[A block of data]

• • • • • • •

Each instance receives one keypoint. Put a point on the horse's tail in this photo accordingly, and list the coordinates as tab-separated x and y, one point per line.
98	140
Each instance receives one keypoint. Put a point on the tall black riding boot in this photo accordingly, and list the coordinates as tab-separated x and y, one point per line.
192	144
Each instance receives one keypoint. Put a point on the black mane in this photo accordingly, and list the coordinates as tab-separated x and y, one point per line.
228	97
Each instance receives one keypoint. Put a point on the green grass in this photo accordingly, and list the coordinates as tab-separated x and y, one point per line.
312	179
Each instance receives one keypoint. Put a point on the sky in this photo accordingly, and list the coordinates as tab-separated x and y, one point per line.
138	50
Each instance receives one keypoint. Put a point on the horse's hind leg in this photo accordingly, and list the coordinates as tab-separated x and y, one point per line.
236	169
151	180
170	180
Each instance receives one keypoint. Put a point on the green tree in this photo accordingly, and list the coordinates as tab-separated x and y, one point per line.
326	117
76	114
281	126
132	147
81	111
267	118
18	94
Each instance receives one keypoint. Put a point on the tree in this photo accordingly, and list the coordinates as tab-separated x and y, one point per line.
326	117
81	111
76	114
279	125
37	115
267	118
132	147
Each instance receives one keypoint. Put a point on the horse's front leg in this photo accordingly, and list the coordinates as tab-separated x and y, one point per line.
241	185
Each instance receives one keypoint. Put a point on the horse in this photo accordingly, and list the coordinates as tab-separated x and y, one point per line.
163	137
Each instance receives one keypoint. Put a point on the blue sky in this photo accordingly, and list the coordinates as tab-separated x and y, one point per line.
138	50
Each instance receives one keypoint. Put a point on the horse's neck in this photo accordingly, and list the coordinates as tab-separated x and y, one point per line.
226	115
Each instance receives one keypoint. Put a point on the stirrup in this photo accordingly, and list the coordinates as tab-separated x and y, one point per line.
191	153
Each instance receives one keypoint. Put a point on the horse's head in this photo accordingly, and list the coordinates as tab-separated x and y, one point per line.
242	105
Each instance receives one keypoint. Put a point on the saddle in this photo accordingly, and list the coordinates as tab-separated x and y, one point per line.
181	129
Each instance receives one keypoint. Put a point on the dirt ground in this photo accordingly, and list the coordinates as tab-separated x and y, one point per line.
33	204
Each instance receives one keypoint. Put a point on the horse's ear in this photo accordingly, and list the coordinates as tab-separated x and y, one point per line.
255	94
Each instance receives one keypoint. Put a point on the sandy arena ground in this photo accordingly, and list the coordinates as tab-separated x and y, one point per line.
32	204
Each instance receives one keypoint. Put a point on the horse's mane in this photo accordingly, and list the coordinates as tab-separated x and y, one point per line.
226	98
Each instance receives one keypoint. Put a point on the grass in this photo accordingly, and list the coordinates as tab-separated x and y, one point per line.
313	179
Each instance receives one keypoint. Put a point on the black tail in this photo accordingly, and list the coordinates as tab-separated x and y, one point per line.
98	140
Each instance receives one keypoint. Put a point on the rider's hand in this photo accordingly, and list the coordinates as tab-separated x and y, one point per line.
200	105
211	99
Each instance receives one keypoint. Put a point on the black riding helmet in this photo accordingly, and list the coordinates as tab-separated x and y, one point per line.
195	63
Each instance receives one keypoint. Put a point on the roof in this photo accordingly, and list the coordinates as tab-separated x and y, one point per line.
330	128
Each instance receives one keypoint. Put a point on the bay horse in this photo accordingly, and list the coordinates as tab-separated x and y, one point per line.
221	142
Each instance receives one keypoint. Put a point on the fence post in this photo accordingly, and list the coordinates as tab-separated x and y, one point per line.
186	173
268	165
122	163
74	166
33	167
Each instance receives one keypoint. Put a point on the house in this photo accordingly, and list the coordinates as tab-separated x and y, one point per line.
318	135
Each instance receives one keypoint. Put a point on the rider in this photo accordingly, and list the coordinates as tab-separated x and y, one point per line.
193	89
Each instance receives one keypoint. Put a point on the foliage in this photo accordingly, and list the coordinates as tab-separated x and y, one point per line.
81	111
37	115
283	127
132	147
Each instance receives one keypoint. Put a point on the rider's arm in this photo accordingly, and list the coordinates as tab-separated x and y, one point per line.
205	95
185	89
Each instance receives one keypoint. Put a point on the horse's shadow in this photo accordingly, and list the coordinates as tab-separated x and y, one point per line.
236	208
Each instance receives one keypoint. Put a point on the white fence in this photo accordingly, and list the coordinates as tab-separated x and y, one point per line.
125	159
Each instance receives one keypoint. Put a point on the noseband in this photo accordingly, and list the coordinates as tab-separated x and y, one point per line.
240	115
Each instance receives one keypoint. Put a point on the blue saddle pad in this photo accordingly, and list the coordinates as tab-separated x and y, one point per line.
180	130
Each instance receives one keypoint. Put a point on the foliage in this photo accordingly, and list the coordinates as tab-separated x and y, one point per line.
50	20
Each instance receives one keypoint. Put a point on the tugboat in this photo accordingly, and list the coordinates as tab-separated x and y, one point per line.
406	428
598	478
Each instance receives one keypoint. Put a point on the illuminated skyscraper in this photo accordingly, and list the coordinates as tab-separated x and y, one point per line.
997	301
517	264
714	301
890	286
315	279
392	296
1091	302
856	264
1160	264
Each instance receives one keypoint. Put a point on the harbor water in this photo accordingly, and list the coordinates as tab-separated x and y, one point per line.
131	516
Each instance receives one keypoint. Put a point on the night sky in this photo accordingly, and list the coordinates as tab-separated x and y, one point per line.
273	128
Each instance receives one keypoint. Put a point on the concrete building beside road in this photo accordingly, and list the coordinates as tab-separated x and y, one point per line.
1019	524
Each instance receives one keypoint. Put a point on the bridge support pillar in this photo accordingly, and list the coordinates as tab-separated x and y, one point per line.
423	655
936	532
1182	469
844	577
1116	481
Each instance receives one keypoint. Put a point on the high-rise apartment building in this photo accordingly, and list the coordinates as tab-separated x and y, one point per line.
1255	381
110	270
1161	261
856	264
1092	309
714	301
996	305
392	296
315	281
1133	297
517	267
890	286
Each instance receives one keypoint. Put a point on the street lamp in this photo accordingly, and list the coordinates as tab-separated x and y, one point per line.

• • • • • • •

» **AIM OF THE TASK**
Your task is to repeat each line of the material exactly.

» **ANSWER**
Each instance receives one keypoint. Put a point on the horse's tail in this photo accordingly, and list the coordinates as tab-separated x and y, one point per line.
98	140
Each instance receives one keypoint. Put a point on the tall black riding boot in this photo accordingly, and list the coordinates as tab-separated x and y, one point per line.
192	144
Each instance receives one keypoint. Put a point on the black mane in this photo accordingly, and list the coordinates as tab-separated x and y, one point per line.
228	97
Each instance receives one keypoint. Put a point on the green grass in this photo accordingly, and list the coordinates as tab-separated x and y, one point per line.
312	179
Each instance receives one keypoint. Put a point on the sky in this photo accordingly, and list the coordinates as tab-separated x and y, one point per line.
138	50
Each instance receives one keypoint. Put a point on the horse's hind leg in this photo accordingly, and list the coordinates as tab-separated x and y, one point per line.
236	169
151	180
170	180
Each instance receives one keypoint. Put a point on the green tree in this photo accordingly, and list the coordinates as tab-separated x and y, one point per line.
326	117
76	114
281	126
132	147
81	111
267	118
18	94
Each instance receives one keypoint. Put a point on the tree in this photo accordingly, and list the coordinates as tab-separated x and y, one point per line.
326	117
81	111
76	114
279	125
37	115
267	118
132	147
Each instance receives one keypoint. Put a point on the horse's front leg in this photo accordingly, and list the coordinates as tab-separated x and y, one point per line.
241	185
Each instance receives one keypoint. Put a point on the horse in this photo accordingly, and list the coordinates as tab-separated x and y, one point per line.
163	137
Each instance receives one keypoint. Put a point on the blue sky in this photo accordingly, and list the coordinates as tab-separated x and y, one point per line.
138	50
Each instance receives one keypoint. Put a point on the horse's neck in this photo accordingly, and list the coordinates as tab-separated x and y, one point per line.
226	115
Each instance receives one keypoint. Put a point on the stirrup in this photo accordingly, and list the coordinates as tab-separated x and y, one point per line.
191	153
Each instance receives one keypoint. Put a point on the horse's head in this photo accordingly, and list the coordinates as tab-separated x and y, one point per line.
242	105
Each instance receives one keypoint. Put a point on the saddle in this photo accordingly, and list the coordinates as tab-separated x and y, one point per line.
181	129
Each instance receives one keypoint. Put a point on the dirt ground in this photo accordingly, and list the coordinates as tab-separated x and y, one point per line.
33	204
Each instance receives one keypoint. Put a point on the horse's ear in this photo accordingly, and list the coordinates as tab-separated x and y, one point per line.
255	94
Each instance receives one keypoint. Put a point on the sandy arena ground in this photo accordingly, and list the coordinates as tab-separated x and y, one point per line.
32	204
Each instance receives one keypoint. Put a point on the horse's mane in this photo accordingly, and list the coordinates as tab-separated x and y, one point per line.
226	98
Each instance receives one keypoint. Put a point on the grass in this photo accordingly, and list the coordinates as tab-separated x and y, one point per line.
313	179
Each instance receives one keypoint. Put a point on the black tail in this photo accordingly, and list the coordinates as tab-separated x and y, one point per line.
98	140
Each instance receives one keypoint. Put a point on the rider's hand in this photo accordingly, and list the coordinates as tab-separated x and y, one point per line.
200	105
211	99
Each instance receives one keypoint. Put a point on the black riding helmet in this photo accordingly, and list the coordinates as tab-separated x and y, one point per line.
195	63
Each instance receives one keypoint. Put a point on the roof in this photo accordingly, and list the coordinates as tab-separated x and y, one point per line.
330	128
Each instance receives one keypoint. Put a point on the bay horse in this photo accordingly, and list the coordinates as tab-separated x and y, one point per line.
221	142
Each instance receives one keypoint. Put a point on the fence post in this photo accordingly, and list the coordinates as tab-separated x and y, one point per line.
186	173
268	165
122	163
74	166
33	167
Each instance receives one keypoint. Put a point on the house in this photo accordingly, and list the coordinates as tab-separated x and y, one point per line.
318	135
Each instance receives one keypoint. Put a point on the rider in this photo accordingly, and list the coordinates as tab-separated x and y, one point per line.
193	89
Each instance receives one keypoint. Put a point on the foliage in this photo accordingly, and list the coordinates as tab-separated x and y, one point per line.
81	111
37	115
283	127
132	147
Each instance receives one keypoint. Put a point on the rider's arm in this photo accordingly, and list the coordinates as tab-separated x and y, one point per line.
205	95
185	89
Each instance receives one keypoint. Put a point on the horse's shadow in this photo accordingly, and list the coordinates as tab-separated x and y, one point per line.
236	208
Each instance receives one keypoint. Put a point on the white fence in this photo accordingly, and list the coordinates as tab-separated x and y, one point per line.
125	159
Each instance receives one keypoint. Put a point on the noseband in this photo accordingly, and list the coordinates as tab-separated x and y, one point per line.
240	115
Each instance receives one keypoint. Put a point on the blue saddle pad in this photo accordingly, and list the coordinates as tab-separated x and y, one point per line.
180	130
Each instance receives one keypoint. Put a point on the foliage in this photo accordingly, and list the coordinates as tab-separated x and y, one point per line.
50	20
Each instance receives one keypoint. Put a point on the tugboat in this photo accordingly, and list the coordinates as tab-separated x and y, one point per line.
406	428
598	478
Each instance receives one keypoint. Put a point on the illuminated skyscraper in this photo accordingly, and list the coordinates as tab-separated x and y, one point per line.
997	301
517	264
714	301
890	286
315	279
392	296
1091	302
856	264
1160	264
Each instance receives one keypoint. Put a point on the harbor water in this photo accordingly, and list the coordinates as tab-separated x and y, one point per line.
131	516
Each instance receives one keypoint. Put a point on the night sky in this photo accordingly, and list the coordinates as tab-separated x and y, one point per line.
273	128
Each instance receives one keypoint. Put a point on the concrete building beside road in this photo accordingly, and list the coordinates as tab-separated x and y, one point per line.
1019	524
Each instance receives one keypoint. Put a point on the bridge support pillar in this photo accordingly, and list the coordinates as tab-separated x and y, one point per line.
423	655
936	532
1182	469
844	577
1116	481
Each instance receives one keypoint. Put a point on the high-rise apartment building in this photo accordingly, and list the coordinates as tab-separated x and y, one point per line.
1255	381
110	270
1161	261
856	264
1092	309
714	301
996	305
392	296
315	281
1133	297
517	267
890	286
Each instance receives one keypoint. Put a point on the street lamp in this photo accordingly, and list the coordinates as tab-separated x and y, one point per line.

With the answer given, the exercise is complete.